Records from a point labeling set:
⁂

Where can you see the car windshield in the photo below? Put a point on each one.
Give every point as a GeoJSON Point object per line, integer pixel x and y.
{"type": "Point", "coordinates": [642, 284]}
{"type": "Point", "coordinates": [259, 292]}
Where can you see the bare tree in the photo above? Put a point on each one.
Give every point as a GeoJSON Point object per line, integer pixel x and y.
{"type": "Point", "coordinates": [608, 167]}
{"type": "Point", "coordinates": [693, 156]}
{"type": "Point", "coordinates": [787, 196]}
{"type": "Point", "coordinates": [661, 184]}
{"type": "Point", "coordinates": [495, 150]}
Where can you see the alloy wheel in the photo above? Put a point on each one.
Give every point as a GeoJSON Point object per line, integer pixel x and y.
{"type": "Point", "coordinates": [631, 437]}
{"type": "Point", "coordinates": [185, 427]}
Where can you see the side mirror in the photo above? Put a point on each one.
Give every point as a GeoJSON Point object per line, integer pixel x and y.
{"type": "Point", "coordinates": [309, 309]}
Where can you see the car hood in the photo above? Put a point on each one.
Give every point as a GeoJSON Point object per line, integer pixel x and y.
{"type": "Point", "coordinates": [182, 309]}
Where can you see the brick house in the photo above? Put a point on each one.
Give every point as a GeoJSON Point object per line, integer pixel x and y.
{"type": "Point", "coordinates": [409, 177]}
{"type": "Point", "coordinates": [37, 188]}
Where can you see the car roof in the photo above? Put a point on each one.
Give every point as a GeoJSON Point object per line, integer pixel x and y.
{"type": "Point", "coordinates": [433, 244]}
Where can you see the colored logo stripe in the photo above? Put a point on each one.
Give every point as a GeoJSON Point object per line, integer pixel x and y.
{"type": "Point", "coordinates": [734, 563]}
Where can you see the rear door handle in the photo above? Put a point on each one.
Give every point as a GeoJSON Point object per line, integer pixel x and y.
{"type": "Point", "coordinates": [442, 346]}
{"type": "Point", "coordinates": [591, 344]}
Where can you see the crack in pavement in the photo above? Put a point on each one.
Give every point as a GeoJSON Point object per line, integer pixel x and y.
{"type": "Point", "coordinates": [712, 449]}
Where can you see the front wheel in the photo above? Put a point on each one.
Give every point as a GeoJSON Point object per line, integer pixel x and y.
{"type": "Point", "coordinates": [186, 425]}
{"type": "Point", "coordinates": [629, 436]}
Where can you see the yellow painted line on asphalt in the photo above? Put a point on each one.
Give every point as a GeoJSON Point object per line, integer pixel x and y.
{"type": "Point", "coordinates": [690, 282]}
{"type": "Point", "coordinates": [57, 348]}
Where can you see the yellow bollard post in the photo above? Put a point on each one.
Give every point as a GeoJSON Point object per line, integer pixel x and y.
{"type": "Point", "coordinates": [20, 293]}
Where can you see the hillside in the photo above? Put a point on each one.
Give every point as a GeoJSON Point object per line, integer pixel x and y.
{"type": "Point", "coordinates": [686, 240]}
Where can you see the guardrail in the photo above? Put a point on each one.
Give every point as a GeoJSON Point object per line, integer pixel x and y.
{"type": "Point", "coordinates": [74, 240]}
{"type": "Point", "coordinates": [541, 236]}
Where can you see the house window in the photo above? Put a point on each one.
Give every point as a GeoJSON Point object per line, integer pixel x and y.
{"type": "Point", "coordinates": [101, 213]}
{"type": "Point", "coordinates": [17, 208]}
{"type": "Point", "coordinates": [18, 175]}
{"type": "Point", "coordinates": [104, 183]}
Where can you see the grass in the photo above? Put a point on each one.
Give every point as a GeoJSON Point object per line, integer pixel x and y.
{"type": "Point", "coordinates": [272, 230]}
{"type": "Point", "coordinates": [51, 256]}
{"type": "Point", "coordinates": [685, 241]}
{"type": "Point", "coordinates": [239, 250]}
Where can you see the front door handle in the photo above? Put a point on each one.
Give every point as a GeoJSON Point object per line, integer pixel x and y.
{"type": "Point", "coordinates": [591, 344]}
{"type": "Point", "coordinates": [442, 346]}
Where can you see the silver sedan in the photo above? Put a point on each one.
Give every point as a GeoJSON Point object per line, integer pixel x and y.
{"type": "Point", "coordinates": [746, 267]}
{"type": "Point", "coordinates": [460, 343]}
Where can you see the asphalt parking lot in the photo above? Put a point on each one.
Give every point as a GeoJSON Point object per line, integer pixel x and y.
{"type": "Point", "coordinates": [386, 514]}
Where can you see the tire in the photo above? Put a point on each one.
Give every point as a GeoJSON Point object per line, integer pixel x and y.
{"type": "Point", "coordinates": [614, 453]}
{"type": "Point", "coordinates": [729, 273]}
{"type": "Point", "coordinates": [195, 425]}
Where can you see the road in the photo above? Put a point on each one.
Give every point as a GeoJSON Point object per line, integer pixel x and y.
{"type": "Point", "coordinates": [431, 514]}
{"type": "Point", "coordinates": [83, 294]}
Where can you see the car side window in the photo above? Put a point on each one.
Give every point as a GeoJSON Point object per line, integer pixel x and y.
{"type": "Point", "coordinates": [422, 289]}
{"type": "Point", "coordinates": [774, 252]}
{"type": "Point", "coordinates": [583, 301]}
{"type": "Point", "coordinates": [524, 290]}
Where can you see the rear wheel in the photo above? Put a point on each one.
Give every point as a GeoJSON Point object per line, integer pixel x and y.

⁂

**Task to carry out**: Give a word-for-word copy of the records.

**The solution**:
Where can you see the car windshield in the photo below? Put a point on each one.
Give every point as a GeoJSON Point object per line, integer pixel x and y.
{"type": "Point", "coordinates": [642, 284]}
{"type": "Point", "coordinates": [259, 292]}
Where can you see the bare tree in the photo above? Put a point on each one.
Give every point as a GeoJSON Point object per line, integer pixel x and y.
{"type": "Point", "coordinates": [608, 167]}
{"type": "Point", "coordinates": [693, 156]}
{"type": "Point", "coordinates": [787, 196]}
{"type": "Point", "coordinates": [661, 184]}
{"type": "Point", "coordinates": [495, 150]}
Where can you see the alloy wheel in the photo above? Put a point on each one.
Give every point as a GeoJSON Point object per line, integer pixel x and y.
{"type": "Point", "coordinates": [631, 437]}
{"type": "Point", "coordinates": [185, 427]}
Where can you see the side mirror in the photo above? Put a point on each one.
Give every point as a GeoJSON Point object per line, integer pixel x and y.
{"type": "Point", "coordinates": [309, 309]}
Where can you see the car hood in the photo above? Put a point on each one.
Give every point as a GeoJSON Point object per line, integer pixel x and y.
{"type": "Point", "coordinates": [182, 309]}
Where can you see the brick house in the photo above? Put a point on each one.
Give every point as a GeoJSON Point object per line, integer pixel x and y.
{"type": "Point", "coordinates": [409, 177]}
{"type": "Point", "coordinates": [37, 188]}
Where can you see the car roof in the photo above? Put a point on each one.
Give every point as a GeoJSON Point object per line, integer pixel x and y.
{"type": "Point", "coordinates": [433, 244]}
Where can you see the colored logo stripe in the photo above? Put a point on each one.
Give every point as a GeoJSON Point object per line, integer pixel x and y.
{"type": "Point", "coordinates": [734, 563]}
Where can you see the rear door handle in the photo above? Put a point on each one.
Give every point as a GeoJSON Point object per line, integer pixel x and y.
{"type": "Point", "coordinates": [442, 346]}
{"type": "Point", "coordinates": [591, 344]}
Where can you see the crack in pavement in the photo above? Put a point on each one.
Give every point as a GeoJSON Point object per line, integer pixel x and y.
{"type": "Point", "coordinates": [712, 449]}
Where can you see the front wheel in the photo above? Put a point on each one.
Give every point as a GeoJSON Point object per line, integer pixel x and y.
{"type": "Point", "coordinates": [186, 425]}
{"type": "Point", "coordinates": [629, 436]}
Where can you see the yellow painted line on asphalt in the photo above? Put a point on each one.
Give every point as a GeoJSON Point object per line, integer pixel x and y.
{"type": "Point", "coordinates": [690, 282]}
{"type": "Point", "coordinates": [57, 348]}
Where can you see the yellow bollard post in the photo above? Put a point on each one.
Give every point as a GeoJSON Point object per line, integer pixel x and y.
{"type": "Point", "coordinates": [20, 293]}
Where can you see the hillside in the photo above? Put a point on each one.
Give every point as a GeoJSON Point object per line, integer pixel x and y.
{"type": "Point", "coordinates": [686, 240]}
Where can you see the guardrail in the photo above? Put a point on each one.
Give every point as a GeoJSON Point object per line, integer pixel x and y.
{"type": "Point", "coordinates": [74, 240]}
{"type": "Point", "coordinates": [541, 236]}
Where can you see the house window in the photo above? Put a point on each one.
Give every point as a GeoJSON Point object per line, integer pixel x and y.
{"type": "Point", "coordinates": [101, 213]}
{"type": "Point", "coordinates": [17, 208]}
{"type": "Point", "coordinates": [18, 175]}
{"type": "Point", "coordinates": [104, 183]}
Where can you see the grass in the photo above? Put a point on each one.
Give every point as a GeoJSON Point object per line, integer pixel x and y.
{"type": "Point", "coordinates": [272, 230]}
{"type": "Point", "coordinates": [51, 256]}
{"type": "Point", "coordinates": [685, 241]}
{"type": "Point", "coordinates": [239, 250]}
Where can you see the front door handle in the photo above? Put a point on each one.
Give every point as a GeoJSON Point object per line, integer pixel x and y.
{"type": "Point", "coordinates": [591, 344]}
{"type": "Point", "coordinates": [442, 346]}
Where can you see the silver sedan in the photo above? Put a point on each one.
Give every point as a GeoJSON Point object per line, integer pixel x and y.
{"type": "Point", "coordinates": [746, 267]}
{"type": "Point", "coordinates": [460, 343]}
Where can you see the asphalt parking lot in the photo above? Put a point on each one.
Give every point as a GeoJSON Point object per line, integer pixel x and y.
{"type": "Point", "coordinates": [386, 514]}
Where can you see the tire in the photo above? Put a point on each one.
Give every point as a GeoJSON Point object per line, integer pixel x and y.
{"type": "Point", "coordinates": [614, 453]}
{"type": "Point", "coordinates": [729, 273]}
{"type": "Point", "coordinates": [195, 425]}
Where can you see the road in the photo above? Put a point on each one.
Give every point as a GeoJSON Point object per line, integer pixel x and y.
{"type": "Point", "coordinates": [431, 514]}
{"type": "Point", "coordinates": [83, 294]}
Where can you see the car side window in the photo above? Put a point on each one.
Give every point as a GeoJSON Point object per line, integer pixel x and y.
{"type": "Point", "coordinates": [422, 289]}
{"type": "Point", "coordinates": [774, 252]}
{"type": "Point", "coordinates": [583, 301]}
{"type": "Point", "coordinates": [524, 290]}
Where can you see the rear wheel in the photo above? Put a point on each one.
Give every point as a GeoJSON Point object per line, integer pixel x and y.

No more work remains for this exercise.